- Task description -
Pick out every line of the rows below that contains the string "Target". Match uppercase and lowercase letters as given.
********
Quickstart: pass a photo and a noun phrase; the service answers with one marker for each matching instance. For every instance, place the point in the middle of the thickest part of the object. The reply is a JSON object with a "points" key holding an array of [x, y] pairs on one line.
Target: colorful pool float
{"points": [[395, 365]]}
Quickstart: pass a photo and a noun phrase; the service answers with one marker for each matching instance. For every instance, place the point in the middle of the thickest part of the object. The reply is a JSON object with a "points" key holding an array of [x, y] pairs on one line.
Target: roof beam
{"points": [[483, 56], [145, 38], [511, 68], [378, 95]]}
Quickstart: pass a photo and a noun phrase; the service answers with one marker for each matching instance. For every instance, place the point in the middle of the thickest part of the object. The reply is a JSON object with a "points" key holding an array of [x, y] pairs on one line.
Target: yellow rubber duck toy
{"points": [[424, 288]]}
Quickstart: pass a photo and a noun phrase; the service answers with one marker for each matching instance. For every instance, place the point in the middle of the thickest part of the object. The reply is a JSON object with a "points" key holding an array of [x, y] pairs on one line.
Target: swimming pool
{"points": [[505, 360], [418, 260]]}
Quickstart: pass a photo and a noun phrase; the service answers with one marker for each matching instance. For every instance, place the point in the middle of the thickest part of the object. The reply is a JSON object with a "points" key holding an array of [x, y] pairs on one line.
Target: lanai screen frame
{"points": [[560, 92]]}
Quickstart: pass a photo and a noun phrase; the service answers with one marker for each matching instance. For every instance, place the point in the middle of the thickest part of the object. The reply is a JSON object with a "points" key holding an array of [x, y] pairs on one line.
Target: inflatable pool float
********
- Final result -
Target: colorful pool float
Target: roof beam
Target: yellow rubber duck toy
Target: swimming pool
Target: lanai screen frame
Target: inflatable pool float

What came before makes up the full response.